PROBLEMA PLANTEADO —
Según el pasaje suministrado, ¿la construcción de qué pudo haber liderado el FA?

Asistir y patear el tablero sonó a una operación armada, ejecutada no solo con
falta de voluntad, sino, además, con cierto aire de superioridad moral. Esto
tiene al menos dos derivaciones. En primer lugar, mantiene esa lógica de
polarización, de disputa mediática, sin que se pongan en juego contenidos
fundamentales. El problema no es solo la imagen (mala) que se proyecta, sino lo
que objetivamente se impide. El FA pudo haber liderado la construcción de un
espacio político para la prevención integral, obligando al gobierno más allá de
sus pretensiones para el diálogo y ensanchando los límites de lo pensable y lo
decible. Para eso, la propia izquierda debería habilitar esas condiciones. Y
aquí aparece la segunda derivación: a pesar de la protesta tibia de algunos
sectores, estos asuntos siguen bajo la custodia de unos pocos. Hay una estricta
desacumulación programada funcional a los intereses de autopromoción, que más
tarde o temprano hay que revertir. No es la primera vez que señalamos esto, ni
será la última. Dibujar nuevas perspectivas, movilizar elencos y saberes,
construir espacios sustentables de diálogo (adentro y afuera) es lo que puede
sacarnos de este persistente acorralamiento.

DATOS PROPORCIONADOS —
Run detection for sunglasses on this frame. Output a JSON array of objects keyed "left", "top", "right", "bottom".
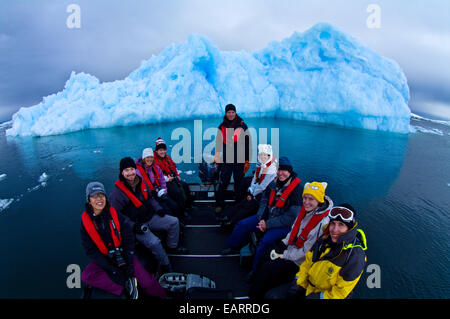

RESPUESTA AL PROBLEMA —
La de un espacio político para la prevención integral.